## Begin
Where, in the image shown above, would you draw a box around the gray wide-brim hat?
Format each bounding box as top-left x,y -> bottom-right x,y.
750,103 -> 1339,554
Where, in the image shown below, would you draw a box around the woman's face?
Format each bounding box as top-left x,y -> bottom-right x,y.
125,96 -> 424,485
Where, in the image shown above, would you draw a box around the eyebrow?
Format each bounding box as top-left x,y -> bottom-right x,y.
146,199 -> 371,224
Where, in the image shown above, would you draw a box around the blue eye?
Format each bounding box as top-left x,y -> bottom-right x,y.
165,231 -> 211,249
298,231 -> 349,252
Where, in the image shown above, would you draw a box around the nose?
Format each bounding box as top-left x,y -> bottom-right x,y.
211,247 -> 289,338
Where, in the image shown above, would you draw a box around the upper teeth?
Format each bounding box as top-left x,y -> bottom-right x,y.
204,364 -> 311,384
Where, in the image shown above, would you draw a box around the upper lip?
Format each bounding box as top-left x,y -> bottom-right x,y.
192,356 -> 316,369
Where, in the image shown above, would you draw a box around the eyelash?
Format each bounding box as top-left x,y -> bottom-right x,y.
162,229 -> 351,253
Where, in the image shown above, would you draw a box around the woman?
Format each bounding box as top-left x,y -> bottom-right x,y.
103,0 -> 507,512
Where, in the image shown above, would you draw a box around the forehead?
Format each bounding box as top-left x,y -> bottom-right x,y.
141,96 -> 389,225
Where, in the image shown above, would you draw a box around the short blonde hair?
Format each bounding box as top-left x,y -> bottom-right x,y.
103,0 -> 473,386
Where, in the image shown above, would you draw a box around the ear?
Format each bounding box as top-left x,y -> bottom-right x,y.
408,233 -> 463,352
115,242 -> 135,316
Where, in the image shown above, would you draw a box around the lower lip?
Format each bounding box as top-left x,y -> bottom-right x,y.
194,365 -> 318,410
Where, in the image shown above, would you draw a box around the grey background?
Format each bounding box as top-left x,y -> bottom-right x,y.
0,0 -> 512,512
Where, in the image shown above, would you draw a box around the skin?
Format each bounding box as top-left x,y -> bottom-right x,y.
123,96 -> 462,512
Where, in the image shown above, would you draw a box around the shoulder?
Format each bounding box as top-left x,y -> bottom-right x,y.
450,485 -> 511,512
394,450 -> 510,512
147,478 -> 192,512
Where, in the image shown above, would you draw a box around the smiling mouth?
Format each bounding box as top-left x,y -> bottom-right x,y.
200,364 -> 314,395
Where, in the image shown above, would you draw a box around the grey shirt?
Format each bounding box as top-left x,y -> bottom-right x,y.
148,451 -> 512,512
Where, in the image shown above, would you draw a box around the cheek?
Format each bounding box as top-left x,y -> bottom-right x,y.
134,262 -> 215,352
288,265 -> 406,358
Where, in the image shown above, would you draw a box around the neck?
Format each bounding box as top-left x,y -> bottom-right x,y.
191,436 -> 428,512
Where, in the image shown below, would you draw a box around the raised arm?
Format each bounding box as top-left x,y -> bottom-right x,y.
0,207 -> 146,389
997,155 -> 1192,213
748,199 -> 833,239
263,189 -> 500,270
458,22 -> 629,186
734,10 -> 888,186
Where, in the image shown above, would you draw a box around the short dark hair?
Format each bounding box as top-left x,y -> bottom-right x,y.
## End
Add 121 to every bounding-box coordinate in the records from the line with "around the woman?" to the line with "200,364 -> 314,395", both lines included. Give all of those lines again, with the requests and format lines unchanged.

FULL SOLUTION:
Where, in the image shown above, would you draw a box around the woman?
Format each bounding box as top-left x,y -> bottom-right x,y.
224,121 -> 628,633
Where, in the image shown above, would you draw a box around the forehead?
Format each bounding box as top-left x,y -> bottom-right x,y.
262,217 -> 510,346
Where, in the image shown above, would you draw a box around the short blonde hair?
Format each bounding box as top-left x,y -> bottom-right x,y.
224,121 -> 594,507
Where, in the image shown above, would you draw a box around the ear?
Format each bounding box as top-left x,y -> bottom-right x,y.
529,354 -> 584,473
236,363 -> 256,437
Where, in the image shown above, would you draw a box around the lower lip?
Format each bounding box as top-left x,y -> bottom-right x,y.
315,486 -> 439,531
Where, in the image shown above, would you draw a box around the grey background?
Format each bounding box as top-left x,y -> bottom-right x,y.
121,121 -> 633,633
Where, in the image shown above, would you draw a box around the skin?
Format each bounding box as top-left x,y -> bottom-right x,y.
244,217 -> 583,633
Where, in the image shown above, would you draw a box around the shoulder?
Format each bounding box as top-left x,y -> bottom-right x,y.
571,606 -> 632,633
515,571 -> 631,633
268,599 -> 313,633
Where, in the image shown above, would you draw a box around the smiling mouth?
Format each bounding box as top-left x,y -> bottom-right x,y.
321,485 -> 435,516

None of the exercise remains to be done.